[Source data — start]

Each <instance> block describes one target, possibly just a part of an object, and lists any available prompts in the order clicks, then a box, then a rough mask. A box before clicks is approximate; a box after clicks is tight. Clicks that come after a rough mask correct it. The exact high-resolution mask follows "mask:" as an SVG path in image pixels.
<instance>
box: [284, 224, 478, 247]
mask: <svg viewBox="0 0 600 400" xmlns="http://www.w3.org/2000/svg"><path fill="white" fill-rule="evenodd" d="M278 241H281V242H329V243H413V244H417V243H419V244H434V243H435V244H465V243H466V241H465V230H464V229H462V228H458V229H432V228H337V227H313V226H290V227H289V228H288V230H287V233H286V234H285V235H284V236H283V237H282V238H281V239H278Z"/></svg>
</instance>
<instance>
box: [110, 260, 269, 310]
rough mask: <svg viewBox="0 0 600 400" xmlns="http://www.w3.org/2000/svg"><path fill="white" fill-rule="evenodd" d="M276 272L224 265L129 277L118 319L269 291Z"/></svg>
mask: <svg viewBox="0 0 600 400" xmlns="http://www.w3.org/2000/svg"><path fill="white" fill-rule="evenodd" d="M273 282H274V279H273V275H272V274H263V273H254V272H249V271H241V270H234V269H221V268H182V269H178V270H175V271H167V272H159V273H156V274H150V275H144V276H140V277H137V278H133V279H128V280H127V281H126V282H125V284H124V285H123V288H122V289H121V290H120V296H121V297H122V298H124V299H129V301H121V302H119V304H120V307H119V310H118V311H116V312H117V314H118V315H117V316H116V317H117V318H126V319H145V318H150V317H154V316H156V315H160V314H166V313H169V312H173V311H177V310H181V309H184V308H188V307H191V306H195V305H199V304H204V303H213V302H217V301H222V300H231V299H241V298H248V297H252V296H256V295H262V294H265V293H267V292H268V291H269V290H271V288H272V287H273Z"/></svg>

[Source data — finish]

=== Exercise objective ===
Collect each line above holding the string "instance".

=== Answer area ===
Each <instance> block describes one target, possibly just a part of an object, and lists any available prompts in the order clicks, then a box, then a rough mask. A box before clicks is approximate; a box after clicks is tight. Clicks that come after a rough mask correct it. The exact high-resolution mask follows "mask:" as an SVG path in image pixels.
<instance>
</instance>
<instance>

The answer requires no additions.